**What is expected:**
Copy every line of the records below word for word.

(Named object pointing records)
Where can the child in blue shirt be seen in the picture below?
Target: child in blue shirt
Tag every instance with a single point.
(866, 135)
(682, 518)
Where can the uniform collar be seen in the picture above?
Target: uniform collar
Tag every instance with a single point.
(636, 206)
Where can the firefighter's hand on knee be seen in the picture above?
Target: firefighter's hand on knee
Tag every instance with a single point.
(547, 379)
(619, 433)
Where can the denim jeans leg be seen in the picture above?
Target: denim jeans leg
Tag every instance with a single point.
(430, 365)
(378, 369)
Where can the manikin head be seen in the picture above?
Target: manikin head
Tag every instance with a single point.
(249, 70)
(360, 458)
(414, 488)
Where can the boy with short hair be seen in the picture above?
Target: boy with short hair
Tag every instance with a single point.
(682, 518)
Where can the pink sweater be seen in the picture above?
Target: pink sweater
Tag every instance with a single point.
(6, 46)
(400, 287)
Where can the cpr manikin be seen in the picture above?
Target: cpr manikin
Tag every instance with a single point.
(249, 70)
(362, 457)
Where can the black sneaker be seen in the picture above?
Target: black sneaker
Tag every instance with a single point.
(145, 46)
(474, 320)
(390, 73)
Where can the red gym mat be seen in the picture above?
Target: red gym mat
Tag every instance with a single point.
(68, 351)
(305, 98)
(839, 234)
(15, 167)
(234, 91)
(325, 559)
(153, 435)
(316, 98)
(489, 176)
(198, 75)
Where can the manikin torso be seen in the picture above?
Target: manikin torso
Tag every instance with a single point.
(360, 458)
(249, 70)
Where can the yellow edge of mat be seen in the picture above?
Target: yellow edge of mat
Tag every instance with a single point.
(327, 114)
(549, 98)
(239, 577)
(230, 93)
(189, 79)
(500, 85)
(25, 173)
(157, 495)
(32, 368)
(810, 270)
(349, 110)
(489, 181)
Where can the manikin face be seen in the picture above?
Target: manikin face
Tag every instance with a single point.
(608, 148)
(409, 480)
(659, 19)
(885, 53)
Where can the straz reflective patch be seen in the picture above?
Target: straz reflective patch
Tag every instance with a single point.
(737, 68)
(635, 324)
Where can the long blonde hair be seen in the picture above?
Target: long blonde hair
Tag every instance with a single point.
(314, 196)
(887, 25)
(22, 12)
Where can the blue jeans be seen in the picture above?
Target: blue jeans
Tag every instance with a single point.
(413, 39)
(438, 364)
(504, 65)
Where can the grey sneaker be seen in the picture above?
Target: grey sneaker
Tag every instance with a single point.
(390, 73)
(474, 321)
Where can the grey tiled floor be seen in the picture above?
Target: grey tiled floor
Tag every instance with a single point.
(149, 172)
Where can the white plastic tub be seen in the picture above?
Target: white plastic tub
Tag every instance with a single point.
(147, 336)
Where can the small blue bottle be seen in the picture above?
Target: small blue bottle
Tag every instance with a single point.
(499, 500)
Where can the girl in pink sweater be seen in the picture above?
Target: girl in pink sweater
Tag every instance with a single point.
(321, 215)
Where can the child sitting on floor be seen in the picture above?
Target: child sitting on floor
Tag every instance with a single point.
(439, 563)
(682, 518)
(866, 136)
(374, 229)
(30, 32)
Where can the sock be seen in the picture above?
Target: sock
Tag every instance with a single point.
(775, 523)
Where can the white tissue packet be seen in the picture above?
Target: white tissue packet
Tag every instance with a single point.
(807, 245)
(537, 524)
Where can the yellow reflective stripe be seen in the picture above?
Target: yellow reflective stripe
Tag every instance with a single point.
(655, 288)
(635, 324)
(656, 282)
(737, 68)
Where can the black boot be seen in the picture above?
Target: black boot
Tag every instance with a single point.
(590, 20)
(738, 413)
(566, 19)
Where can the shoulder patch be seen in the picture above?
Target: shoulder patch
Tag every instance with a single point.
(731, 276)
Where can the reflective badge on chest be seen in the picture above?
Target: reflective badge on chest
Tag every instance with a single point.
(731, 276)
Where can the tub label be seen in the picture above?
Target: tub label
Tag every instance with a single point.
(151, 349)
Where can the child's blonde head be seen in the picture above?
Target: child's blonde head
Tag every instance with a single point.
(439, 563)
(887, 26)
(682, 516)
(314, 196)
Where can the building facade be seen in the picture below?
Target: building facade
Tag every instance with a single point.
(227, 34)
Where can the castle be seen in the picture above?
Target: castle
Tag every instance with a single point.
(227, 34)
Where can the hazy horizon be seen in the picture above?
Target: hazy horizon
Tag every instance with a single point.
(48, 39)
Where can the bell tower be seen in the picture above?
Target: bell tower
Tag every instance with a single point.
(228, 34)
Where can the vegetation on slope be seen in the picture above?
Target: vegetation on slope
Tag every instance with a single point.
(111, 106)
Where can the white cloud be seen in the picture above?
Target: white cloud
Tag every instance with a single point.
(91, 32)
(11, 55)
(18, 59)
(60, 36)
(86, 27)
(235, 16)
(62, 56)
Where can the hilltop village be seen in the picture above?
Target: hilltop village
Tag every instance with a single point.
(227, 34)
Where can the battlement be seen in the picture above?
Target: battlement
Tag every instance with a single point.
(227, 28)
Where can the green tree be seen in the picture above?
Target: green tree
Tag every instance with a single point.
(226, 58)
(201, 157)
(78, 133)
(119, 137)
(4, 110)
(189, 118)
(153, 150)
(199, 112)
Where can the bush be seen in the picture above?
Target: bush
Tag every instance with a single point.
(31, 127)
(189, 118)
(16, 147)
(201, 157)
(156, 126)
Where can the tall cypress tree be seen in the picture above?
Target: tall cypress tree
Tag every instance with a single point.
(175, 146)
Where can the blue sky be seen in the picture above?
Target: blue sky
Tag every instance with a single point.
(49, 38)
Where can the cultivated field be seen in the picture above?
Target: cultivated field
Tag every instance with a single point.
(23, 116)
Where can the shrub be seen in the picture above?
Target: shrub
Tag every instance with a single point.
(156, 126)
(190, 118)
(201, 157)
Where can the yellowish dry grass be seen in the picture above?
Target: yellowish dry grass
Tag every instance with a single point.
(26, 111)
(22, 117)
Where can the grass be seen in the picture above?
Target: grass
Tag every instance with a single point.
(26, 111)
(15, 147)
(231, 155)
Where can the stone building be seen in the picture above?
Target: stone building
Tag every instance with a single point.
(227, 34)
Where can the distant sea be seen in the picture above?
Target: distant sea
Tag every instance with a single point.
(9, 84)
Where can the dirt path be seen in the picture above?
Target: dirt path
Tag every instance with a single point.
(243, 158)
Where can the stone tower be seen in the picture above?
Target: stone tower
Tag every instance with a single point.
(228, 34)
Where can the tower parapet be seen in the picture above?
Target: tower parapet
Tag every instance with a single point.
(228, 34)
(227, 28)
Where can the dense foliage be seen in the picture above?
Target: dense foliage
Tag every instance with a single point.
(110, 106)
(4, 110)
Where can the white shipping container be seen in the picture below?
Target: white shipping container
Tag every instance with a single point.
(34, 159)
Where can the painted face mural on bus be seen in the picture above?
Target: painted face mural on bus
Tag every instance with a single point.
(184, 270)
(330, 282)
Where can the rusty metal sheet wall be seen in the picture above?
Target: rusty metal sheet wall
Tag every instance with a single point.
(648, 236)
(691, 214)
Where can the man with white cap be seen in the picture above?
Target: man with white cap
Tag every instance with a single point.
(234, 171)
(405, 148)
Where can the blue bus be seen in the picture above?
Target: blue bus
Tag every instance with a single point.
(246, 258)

**Task result:**
Where can the child in blue shirt be seen in the picture below?
Target: child in blue shirt
Tag every instance with a single point.
(866, 135)
(682, 518)
Where can the uniform collar be seen in the picture above?
Target: uniform collar
Tag every instance with a single point.
(636, 206)
Where can the firefighter's hand on knee be seen in the picture above?
Target: firefighter's hand on knee
Tag every instance with a single point.
(547, 379)
(619, 433)
Where can the denim jeans leg be seen in the picture above?
Target: denim jeans leg
Tag every instance with a single point.
(430, 365)
(378, 369)
Where can the manikin head be seen in the picture above?
Target: manikin head
Tag every instance with a single point.
(249, 70)
(360, 458)
(414, 488)
Where can the boy with short hair be seen in the picture above?
Target: boy with short hair
Tag every instance with a single point.
(682, 518)
Where can the pink sweater be seen in the picture above?
Target: pink sweater
Tag every instance with a single point.
(6, 46)
(400, 287)
Where can the cpr manikin be seen in the picture above?
Target: cpr manikin
Tag every instance with a single point.
(249, 70)
(362, 457)
Where can the black sneaker be seen in the picture above?
Target: black sneaker
Tag every instance with a single point.
(145, 46)
(474, 320)
(390, 73)
Where can the red gym mat be seen in the picture above?
Target: red gym mat
Tag every instance with a single point.
(68, 351)
(305, 98)
(839, 234)
(15, 167)
(234, 91)
(325, 559)
(153, 435)
(316, 98)
(489, 176)
(198, 75)
Where can the manikin torso be seen in the picture above?
Target: manikin torso
Tag every instance with a single point.
(360, 458)
(249, 70)
Where can the yellow edge of mat be seen in the picture above?
Target: yellow edge of mat
Tag every instance with a single point.
(327, 114)
(549, 98)
(239, 577)
(230, 93)
(189, 79)
(500, 85)
(25, 173)
(157, 495)
(32, 368)
(810, 270)
(349, 110)
(489, 181)
Where can the manikin face be seen in the picture above?
Target: manikin face
Tag every instance with a single point.
(608, 148)
(409, 480)
(659, 19)
(885, 53)
Where can the straz reflective patch be seen in the picture above?
Target: straz reflective patch
Tag every instance with a single point.
(737, 68)
(635, 324)
Where can the long blonde hair be seen in the picture above?
Target: long blonde hair
Tag every instance with a single point.
(314, 196)
(887, 25)
(22, 12)
Where can the blue jeans be seen in the picture above?
Target: blue jeans
Tag every instance with a single point.
(413, 39)
(438, 364)
(504, 65)
Where can the grey sneaker be seen in the picture above?
Target: grey sneaker
Tag every instance with a single point.
(390, 73)
(474, 321)
Where can the grey tiled floor be seen in the picture above?
Target: grey tiled floor
Tag every instance with a single point.
(149, 172)
Where can the white plastic tub be seen in the picture above?
Target: white plastic tub
Tag every instance with a single point.
(147, 336)
Where can the small blue bottle be seen in the picture above?
Target: small blue bottle
Tag every instance with a single point.
(499, 500)
Where can the girl in pink sweater be seen in the picture above?
Target: girl in pink sweater
Tag every instance with a single point.
(321, 215)
Where can the child sitting on floor be seen in the picture above?
Target: child sitting on floor
Tag every instance with a single point.
(439, 563)
(682, 518)
(866, 136)
(374, 229)
(30, 32)
Where can the sock be seen in the picture above?
Target: sock
Tag every instance with a single point.
(775, 523)
Where can the white tissue packet be seen in the picture above?
Target: white tissue packet
Tag every instance with a single point.
(807, 245)
(537, 524)
Where can the yellow reflective stripe be seen in the picture above?
Target: yellow reflective stripe
Tag every instance with a single point.
(655, 288)
(635, 324)
(656, 282)
(737, 68)
Where can the black boot be seen in the picture above?
Target: black boot
Tag every instance with a single point.
(590, 20)
(738, 413)
(566, 19)
Where can the shoulder patch be seen in the picture above?
Target: shoulder patch
Tag every instance with a single point.
(731, 276)
Where can the reflective badge on chest be seen in the picture above?
Target: reflective badge on chest
Tag every instance with a single point.
(731, 276)
Where can the tub label be seen in the picture above?
Target: tub label
Tag every instance with a single point.
(151, 349)
Where can the child's blonde head be seen in the picture above?
Target: child's blonde head
Tag every instance with a single point.
(439, 563)
(887, 26)
(682, 516)
(314, 196)
Where can the building facade be seen in the picture below?
Target: building facade
Tag every instance with a single point.
(227, 34)
Where can the castle be seen in the picture above?
Target: castle
Tag every instance with a single point.
(227, 34)
Where can the hazy horizon be seen in the picture above?
Target: hazy horizon
Tag every instance with a single point.
(48, 39)
Where can the bell tower be seen in the picture above?
Target: bell tower
Tag every instance with a single point.
(228, 34)
Where can the vegetation on slope be seen in the picture above?
Target: vegetation on slope
Tag every instance with a single point.
(111, 106)
Where can the white cloud be seen in the picture above?
Target: white cloud
Tag every instance with a single point.
(91, 32)
(11, 55)
(18, 59)
(60, 36)
(86, 27)
(235, 16)
(62, 56)
Where can the hilltop village be seen in the picture above?
Target: hilltop village
Tag every instance with a single point.
(227, 34)
Where can the battlement be seen in the picture above?
Target: battlement
Tag every instance with a single point.
(227, 28)
Where can the green tree be seen in the picture above?
Target: green tree
Tag every instance with a single point.
(226, 58)
(201, 157)
(78, 133)
(119, 137)
(4, 110)
(189, 118)
(153, 150)
(199, 112)
Where can the bush be seen in the picture above?
Target: bush
Tag every instance with a single point.
(31, 127)
(189, 118)
(16, 147)
(201, 157)
(156, 126)
Where can the tall cypress tree be seen in the picture above?
Target: tall cypress tree
Tag every instance with a single point.
(175, 146)
Where can the blue sky be seen in the picture above?
Target: blue sky
Tag every instance with a single point.
(49, 38)
Where can the cultivated field be seen in the picture above?
Target: cultivated field
Tag every instance with a single point.
(23, 116)
Where can the shrub be seen in the picture above?
Target: shrub
Tag every instance with a single point.
(156, 126)
(190, 118)
(201, 157)
Where can the yellowish dry grass be seen in the picture above?
Target: yellowish dry grass
Tag every instance with a single point.
(26, 111)
(22, 117)
Where can the grass be seen in the picture above?
Target: grass
Tag every instance with a single point.
(26, 111)
(15, 147)
(231, 155)
Where can the stone building be seen in the picture above?
Target: stone building
Tag every instance with a single point.
(227, 34)
Where can the distant sea be seen in the picture above?
Target: distant sea
Tag every instance with a single point.
(9, 84)
Where can the dirt path be seen in the picture above?
Target: dirt path
Tag every instance with a single point.
(243, 158)
Where can the stone tower be seen in the picture above?
Target: stone tower
Tag every instance with a single point.
(228, 34)
Where can the tower parapet be seen in the picture above?
Target: tower parapet
Tag every instance with a single point.
(228, 34)
(227, 28)
Where can the dense foliage be seen in the picture above?
Target: dense foliage
Tag every instance with a single point.
(110, 106)
(4, 110)
Where can the white shipping container be seen in the picture below?
Target: white shipping container
Tag every instance with a single point.
(34, 159)
Where can the painted face mural on bus be seen in the picture above?
Target: painted face mural on bus
Tag every instance with a single point.
(184, 270)
(330, 282)
Where can the rusty metal sheet wall be seen in the picture above?
Target: rusty metal sheet wall
Tag every instance with a single point.
(648, 236)
(691, 214)
Where can the man with white cap be seen in the picture above?
Target: man with white cap
Tag every instance with a single point.
(234, 171)
(405, 148)
Where can the blue bus be seen in the picture above?
Target: blue bus
Tag every instance with a single point.
(246, 258)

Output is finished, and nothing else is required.